About Boyzie Cekwana
About Boyzie Cekwana
Initiated as an informal collaborative in 1996, The Floating Outfit Project formalized into a dynamic, groundbreaking African Dance Theatre troupe in 1997. The collaborative, although based in Durban, S.A., is structured to be a loose, rootless entity able to move, work, play anywhere in the world.
The collaborative has only 2 permanent members and their chief thrust is to engage in collaborative projects with artists and non-artists. To date, this vision has yielded collaborations with varied artists and Dance Companies such as The Fantastic Flying Fish , Durban, La Camionetta, Montpellier, France, Davis Freeman-Random Scream, Brussels, Belgium, Eager Artists Theatre Company, Durban and Gladys Agulhas’ ATW, Johannesburg. The floating members of the collaborative continue to engage in projects with individual artists from around South Africa, Sweden, Kinshasa, Maputo, Toronto, Denmark and France, among others. In 1999 the company won the First Prize at the 3rd African and Indian Ocean Choreography Competition in Madagascar, for its signature work Rona, which marked the arrival of this groundbreaking troupe onto the international stage. Like most African performing arts entities, The Floating Outfit Project (FOP) has no permanent institutional, or Government funding, but generates its own funds through touring.
The collaborative has successfully toured Ja’nee, Rona and Cut!! These works have over the past 8 years, been presented all over Africa as well as in Western Europe in addition to the current touring dates in North and upcoming Central America in 2006.
"Cut!!" (Episode 1), the Company’s latest work, is a collaboration with acclaimed South African musicians, Madala Kunene and Sibusiso Mndaweni which was premièred at the FNB Dance Umbrella Festival (Johannesburg) in March 2005 before its World Première in Paris, France (May 2005) and successive European and Indian Ocean touring.
Ntsikelelo "Boyzie" Cekwana
Soweto born, Boyzie started his dance training with Carly Dibakoane in Meadowlands and furthered it with a 3-year scholarship at the Johannesburg Dance Foundation. At 18, he co-founded the Soweto Dance Theatre and later was appointed Resident choreographer with the now defunct Playhouse Dance Company: this was the first such appointment for an African choreographer in the history of the Performing Arts Councils in South Africa.

........

Instruction A: From the profile of Boyzie Cekwana, list every artist or dance company that the collaborative is said to have collaborated with to date, along with the city given for each.
Instruction B: Quote the stretch of the profile of Boyzie Cekwana from "The collaborative has successfully" through "Indian Ocean touring.".

Extracted material:
........

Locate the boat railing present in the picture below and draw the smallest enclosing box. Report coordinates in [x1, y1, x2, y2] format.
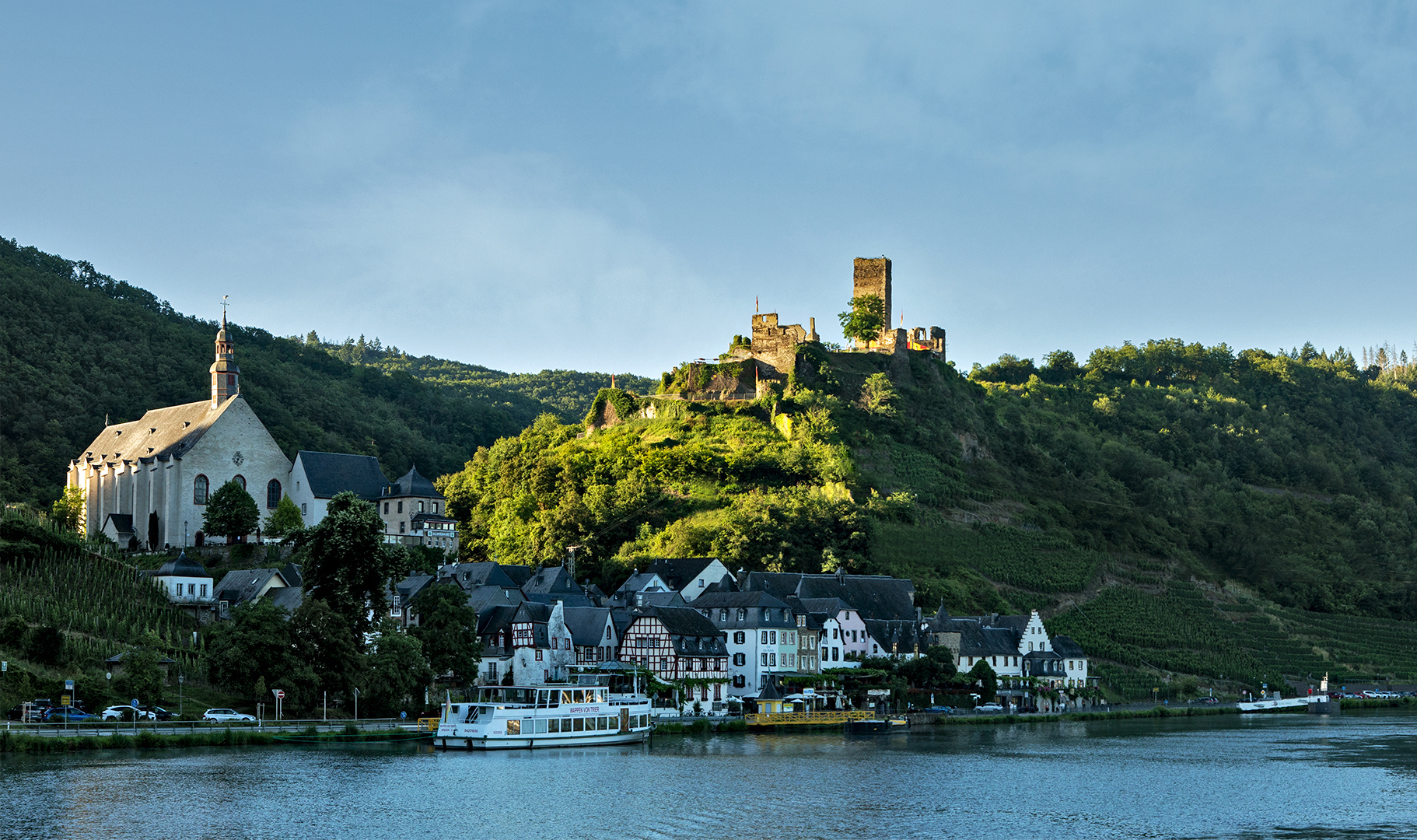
[743, 709, 872, 726]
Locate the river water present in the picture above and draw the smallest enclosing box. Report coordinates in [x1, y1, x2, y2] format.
[0, 712, 1417, 840]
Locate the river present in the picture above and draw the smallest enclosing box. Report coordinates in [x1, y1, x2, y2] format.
[0, 712, 1417, 840]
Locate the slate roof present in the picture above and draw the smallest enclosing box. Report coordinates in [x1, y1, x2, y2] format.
[438, 561, 520, 590]
[215, 569, 285, 606]
[693, 590, 796, 629]
[156, 551, 211, 578]
[645, 557, 717, 590]
[295, 449, 388, 499]
[79, 394, 241, 462]
[267, 586, 305, 614]
[383, 466, 443, 499]
[565, 606, 611, 647]
[738, 572, 915, 621]
[100, 513, 138, 534]
[521, 565, 585, 598]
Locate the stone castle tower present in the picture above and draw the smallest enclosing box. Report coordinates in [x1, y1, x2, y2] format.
[852, 257, 891, 336]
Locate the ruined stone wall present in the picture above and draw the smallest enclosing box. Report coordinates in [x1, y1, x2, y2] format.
[852, 257, 891, 338]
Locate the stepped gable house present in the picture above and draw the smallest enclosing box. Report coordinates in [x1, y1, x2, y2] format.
[68, 314, 291, 548]
[287, 449, 388, 531]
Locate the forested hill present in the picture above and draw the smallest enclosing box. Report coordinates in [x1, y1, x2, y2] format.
[0, 232, 637, 503]
[442, 341, 1417, 690]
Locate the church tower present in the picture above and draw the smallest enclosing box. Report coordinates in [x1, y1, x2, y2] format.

........

Exercise output A:
- The Fantastic Flying Fish, Durban
- La Camionetta, Montpellier, France
- Davis Freeman-Random Scream, Brussels, Belgium
- Eager Artists Theatre Company, Durban
- Gladys Agulhas' ATW, Johannesburg

Exercise output B:
The collaborative has successfully toured Ja’nee, Rona and Cut!! These works have over the past 8 years, been presented all over Africa as well as in Western Europe in addition to the current touring dates in North and upcoming Central America in 2006.
"Cut!!" (Episode 1), the Company’s latest work, is a collaboration with acclaimed South African musicians, Madala Kunene and Sibusiso Mndaweni which was premièred at the FNB Dance Umbrella Festival (Johannesburg) in March 2005 before its World Première in Paris, France (May 2005) and successive European and Indian Ocean touring.